» **TASK STATEMENT**
Put every line of the data from its start through the line containing "positive clicks: (298, 123)", inclusive, into a numbered list, skipping blank lines and leaving out the pictures.

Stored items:
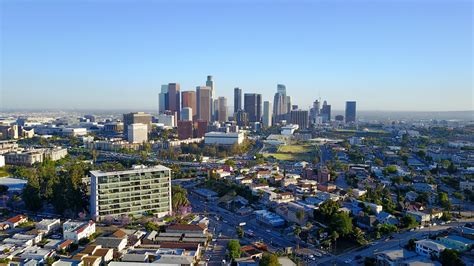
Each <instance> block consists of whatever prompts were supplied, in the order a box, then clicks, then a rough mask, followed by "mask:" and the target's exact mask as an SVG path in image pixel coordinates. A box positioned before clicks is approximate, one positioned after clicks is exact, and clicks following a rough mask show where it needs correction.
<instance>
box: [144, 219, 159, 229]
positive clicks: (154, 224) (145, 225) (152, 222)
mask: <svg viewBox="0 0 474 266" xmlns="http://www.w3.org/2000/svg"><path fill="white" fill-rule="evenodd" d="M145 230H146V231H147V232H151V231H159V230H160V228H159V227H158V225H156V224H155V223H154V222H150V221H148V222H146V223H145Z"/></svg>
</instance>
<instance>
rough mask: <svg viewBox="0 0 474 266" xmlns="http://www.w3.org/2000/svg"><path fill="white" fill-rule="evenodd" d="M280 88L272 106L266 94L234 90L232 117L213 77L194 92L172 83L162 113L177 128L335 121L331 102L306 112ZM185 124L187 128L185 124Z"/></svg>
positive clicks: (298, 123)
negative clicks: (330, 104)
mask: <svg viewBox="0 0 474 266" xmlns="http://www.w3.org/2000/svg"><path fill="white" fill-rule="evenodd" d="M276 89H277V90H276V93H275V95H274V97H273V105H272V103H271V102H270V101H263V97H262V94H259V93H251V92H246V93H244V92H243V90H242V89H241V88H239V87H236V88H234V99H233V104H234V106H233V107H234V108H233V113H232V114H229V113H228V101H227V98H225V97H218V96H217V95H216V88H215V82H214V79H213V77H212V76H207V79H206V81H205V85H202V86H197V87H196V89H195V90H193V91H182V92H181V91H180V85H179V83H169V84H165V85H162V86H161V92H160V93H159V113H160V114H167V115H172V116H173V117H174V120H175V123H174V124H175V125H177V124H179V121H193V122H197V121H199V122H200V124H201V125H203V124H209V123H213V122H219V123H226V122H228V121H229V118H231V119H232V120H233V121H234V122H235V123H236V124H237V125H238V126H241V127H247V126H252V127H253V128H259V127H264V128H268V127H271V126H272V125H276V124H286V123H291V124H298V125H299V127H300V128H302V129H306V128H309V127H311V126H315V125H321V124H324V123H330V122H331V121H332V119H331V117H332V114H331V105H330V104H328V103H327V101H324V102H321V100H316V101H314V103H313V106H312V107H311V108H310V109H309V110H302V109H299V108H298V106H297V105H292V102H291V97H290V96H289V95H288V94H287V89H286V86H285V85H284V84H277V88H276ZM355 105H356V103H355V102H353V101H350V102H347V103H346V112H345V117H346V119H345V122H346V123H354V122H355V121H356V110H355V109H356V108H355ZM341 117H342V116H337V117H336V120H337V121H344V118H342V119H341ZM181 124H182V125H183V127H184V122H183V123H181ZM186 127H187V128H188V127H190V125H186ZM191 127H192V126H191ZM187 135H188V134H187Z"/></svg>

» **OUTPUT FOR THIS EXERCISE**
1. Each <instance> block consists of whatever prompts were supplied, in the order a box, then clicks, then a rough mask, followed by "mask:" and the target's exact mask as an SVG path in image pixel coordinates. A box positioned before clicks is approximate, one positioned after clicks is exact, and clicks following a rough mask show where it needs correction.
2. <instance>
3. box: [144, 219, 159, 229]
4. positive clicks: (154, 224) (145, 225) (152, 222)
5. mask: <svg viewBox="0 0 474 266" xmlns="http://www.w3.org/2000/svg"><path fill="white" fill-rule="evenodd" d="M145 230H146V231H147V232H151V231H159V230H160V228H159V227H158V225H156V224H155V223H154V222H150V221H148V222H146V223H145Z"/></svg>
6. </instance>
7. <instance>
8. rough mask: <svg viewBox="0 0 474 266" xmlns="http://www.w3.org/2000/svg"><path fill="white" fill-rule="evenodd" d="M280 88L272 106L266 94L234 90L232 117L213 77L194 92L172 83L162 113L177 128L335 121L331 102L306 112ZM185 124L187 128L185 124Z"/></svg>
9. positive clicks: (298, 123)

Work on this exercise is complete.